━━━━━ Raw records

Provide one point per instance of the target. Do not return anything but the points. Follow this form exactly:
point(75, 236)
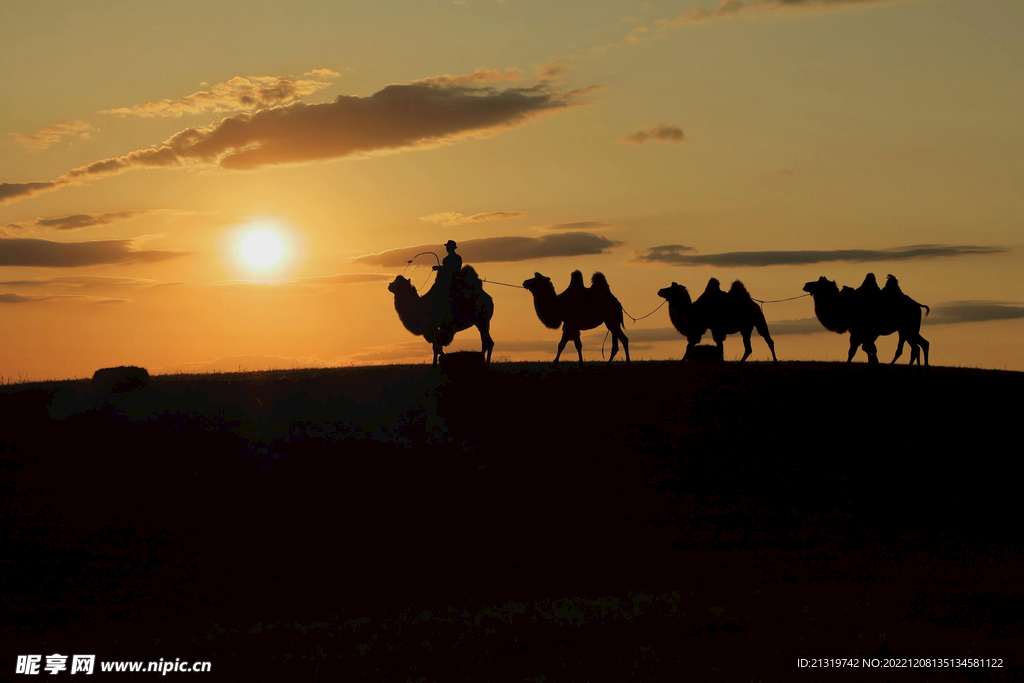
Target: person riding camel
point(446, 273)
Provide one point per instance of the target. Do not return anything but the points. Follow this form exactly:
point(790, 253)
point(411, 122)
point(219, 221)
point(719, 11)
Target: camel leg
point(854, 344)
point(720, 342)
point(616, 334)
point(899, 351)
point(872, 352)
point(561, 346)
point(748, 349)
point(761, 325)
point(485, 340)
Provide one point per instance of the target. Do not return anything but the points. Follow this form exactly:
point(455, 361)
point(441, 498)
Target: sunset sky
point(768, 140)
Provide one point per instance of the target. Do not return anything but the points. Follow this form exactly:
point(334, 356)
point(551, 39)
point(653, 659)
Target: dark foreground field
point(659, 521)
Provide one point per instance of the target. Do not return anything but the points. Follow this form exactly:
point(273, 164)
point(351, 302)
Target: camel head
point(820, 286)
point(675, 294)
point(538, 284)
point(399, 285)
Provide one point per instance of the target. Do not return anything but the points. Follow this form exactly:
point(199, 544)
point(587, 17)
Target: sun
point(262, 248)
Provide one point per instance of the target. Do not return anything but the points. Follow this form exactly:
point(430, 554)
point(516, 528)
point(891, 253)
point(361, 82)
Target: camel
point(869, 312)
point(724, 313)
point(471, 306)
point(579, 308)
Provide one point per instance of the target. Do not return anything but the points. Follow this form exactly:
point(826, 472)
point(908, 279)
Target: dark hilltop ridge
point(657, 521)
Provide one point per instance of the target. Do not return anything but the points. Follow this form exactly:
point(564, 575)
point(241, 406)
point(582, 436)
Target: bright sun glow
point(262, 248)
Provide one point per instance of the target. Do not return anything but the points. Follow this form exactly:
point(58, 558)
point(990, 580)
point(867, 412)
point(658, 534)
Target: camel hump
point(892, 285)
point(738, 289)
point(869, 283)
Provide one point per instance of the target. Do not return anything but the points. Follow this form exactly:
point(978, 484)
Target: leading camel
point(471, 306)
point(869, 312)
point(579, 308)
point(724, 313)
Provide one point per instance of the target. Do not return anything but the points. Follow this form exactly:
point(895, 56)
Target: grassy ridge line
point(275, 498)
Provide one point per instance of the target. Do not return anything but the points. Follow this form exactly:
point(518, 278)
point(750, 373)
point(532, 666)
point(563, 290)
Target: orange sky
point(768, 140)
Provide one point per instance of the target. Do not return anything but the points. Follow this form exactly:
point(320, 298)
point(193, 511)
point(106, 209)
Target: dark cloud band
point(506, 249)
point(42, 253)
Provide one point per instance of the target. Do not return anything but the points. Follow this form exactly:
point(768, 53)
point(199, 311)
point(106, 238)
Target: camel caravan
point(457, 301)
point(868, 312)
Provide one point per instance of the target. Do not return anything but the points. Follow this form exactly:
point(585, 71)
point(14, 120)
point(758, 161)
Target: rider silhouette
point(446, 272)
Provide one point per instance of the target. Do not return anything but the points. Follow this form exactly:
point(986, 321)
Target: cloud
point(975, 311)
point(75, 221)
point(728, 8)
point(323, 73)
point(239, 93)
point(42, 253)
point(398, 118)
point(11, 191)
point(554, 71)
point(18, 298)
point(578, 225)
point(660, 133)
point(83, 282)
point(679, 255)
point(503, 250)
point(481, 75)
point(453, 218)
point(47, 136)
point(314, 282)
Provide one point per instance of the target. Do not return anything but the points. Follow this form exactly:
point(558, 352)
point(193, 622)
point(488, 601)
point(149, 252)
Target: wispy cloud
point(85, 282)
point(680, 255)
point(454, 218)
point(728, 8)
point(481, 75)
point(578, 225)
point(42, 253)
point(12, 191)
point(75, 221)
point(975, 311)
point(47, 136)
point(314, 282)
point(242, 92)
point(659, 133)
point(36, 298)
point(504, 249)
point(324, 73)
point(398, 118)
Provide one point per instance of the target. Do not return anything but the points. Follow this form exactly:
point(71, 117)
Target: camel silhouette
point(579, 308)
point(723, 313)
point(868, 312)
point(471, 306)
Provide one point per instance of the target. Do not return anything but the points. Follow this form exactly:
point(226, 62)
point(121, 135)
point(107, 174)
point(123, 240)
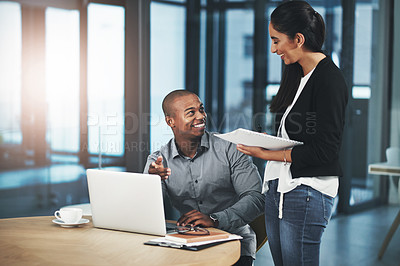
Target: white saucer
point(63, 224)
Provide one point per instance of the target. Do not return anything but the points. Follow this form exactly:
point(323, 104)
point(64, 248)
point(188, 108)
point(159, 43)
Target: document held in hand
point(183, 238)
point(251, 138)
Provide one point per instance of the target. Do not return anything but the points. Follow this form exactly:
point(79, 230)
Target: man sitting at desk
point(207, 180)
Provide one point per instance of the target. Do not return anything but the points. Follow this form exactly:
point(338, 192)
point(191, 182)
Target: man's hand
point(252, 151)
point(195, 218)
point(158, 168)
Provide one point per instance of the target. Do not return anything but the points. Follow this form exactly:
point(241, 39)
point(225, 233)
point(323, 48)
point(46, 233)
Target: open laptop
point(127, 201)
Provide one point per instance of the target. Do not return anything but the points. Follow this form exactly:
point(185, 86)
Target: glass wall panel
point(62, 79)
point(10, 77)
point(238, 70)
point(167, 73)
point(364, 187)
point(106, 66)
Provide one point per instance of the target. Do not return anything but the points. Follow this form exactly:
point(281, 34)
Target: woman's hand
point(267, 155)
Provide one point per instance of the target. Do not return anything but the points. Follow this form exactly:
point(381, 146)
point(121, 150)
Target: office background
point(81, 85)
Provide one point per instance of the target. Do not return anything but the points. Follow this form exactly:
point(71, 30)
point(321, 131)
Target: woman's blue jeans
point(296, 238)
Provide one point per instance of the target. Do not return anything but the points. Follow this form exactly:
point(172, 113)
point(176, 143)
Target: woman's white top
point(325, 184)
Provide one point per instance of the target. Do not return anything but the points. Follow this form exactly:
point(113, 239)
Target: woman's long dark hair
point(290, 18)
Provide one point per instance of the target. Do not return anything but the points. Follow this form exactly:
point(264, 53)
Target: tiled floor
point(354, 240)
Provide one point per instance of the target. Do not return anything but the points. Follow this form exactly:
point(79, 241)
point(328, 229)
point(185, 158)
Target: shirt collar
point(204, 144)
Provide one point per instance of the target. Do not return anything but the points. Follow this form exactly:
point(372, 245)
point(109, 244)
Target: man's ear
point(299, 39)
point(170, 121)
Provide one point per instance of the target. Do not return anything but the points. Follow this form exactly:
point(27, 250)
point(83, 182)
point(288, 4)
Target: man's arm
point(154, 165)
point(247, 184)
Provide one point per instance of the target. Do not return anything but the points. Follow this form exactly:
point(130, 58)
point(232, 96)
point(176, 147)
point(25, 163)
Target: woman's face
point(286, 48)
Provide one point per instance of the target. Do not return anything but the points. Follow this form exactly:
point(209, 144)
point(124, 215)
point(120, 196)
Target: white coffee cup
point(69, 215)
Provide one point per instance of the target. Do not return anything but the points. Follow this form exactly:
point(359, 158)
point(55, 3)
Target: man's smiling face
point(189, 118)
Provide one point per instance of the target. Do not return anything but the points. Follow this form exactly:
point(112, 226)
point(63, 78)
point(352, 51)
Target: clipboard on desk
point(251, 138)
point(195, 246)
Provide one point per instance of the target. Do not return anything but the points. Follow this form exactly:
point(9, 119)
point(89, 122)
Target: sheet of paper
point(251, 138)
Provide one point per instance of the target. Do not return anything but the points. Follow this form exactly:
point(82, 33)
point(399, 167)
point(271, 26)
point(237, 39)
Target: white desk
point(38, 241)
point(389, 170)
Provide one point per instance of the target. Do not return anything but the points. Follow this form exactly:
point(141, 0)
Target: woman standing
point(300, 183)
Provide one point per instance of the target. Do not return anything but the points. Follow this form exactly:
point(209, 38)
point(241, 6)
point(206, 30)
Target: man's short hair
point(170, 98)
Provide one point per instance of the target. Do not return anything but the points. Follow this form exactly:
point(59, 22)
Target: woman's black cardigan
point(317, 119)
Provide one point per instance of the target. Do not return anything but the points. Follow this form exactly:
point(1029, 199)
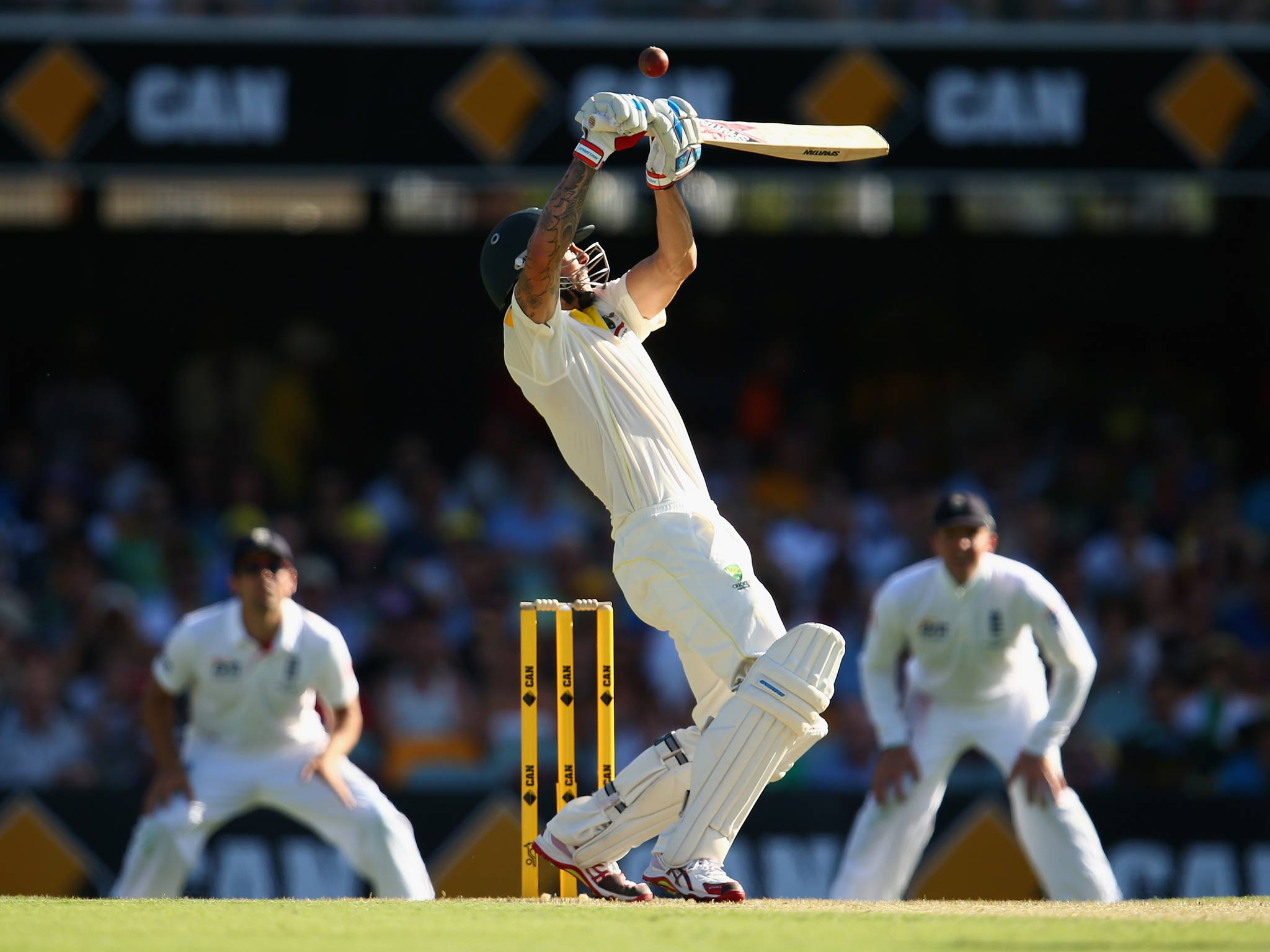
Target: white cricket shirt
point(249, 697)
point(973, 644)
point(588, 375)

━━━━━━━━━━

# What is required
Could you write out everything from the start of the material down to the line containing "point(446, 273)", renaming "person riding camel" to "camel rider" and keeping all else unchanged, with the pictures left out?

# Exercise response
Provide one point per instance of the target. Do not return anything but the points. Follow this form exactly:
point(75, 236)
Target: camel rider
point(446, 273)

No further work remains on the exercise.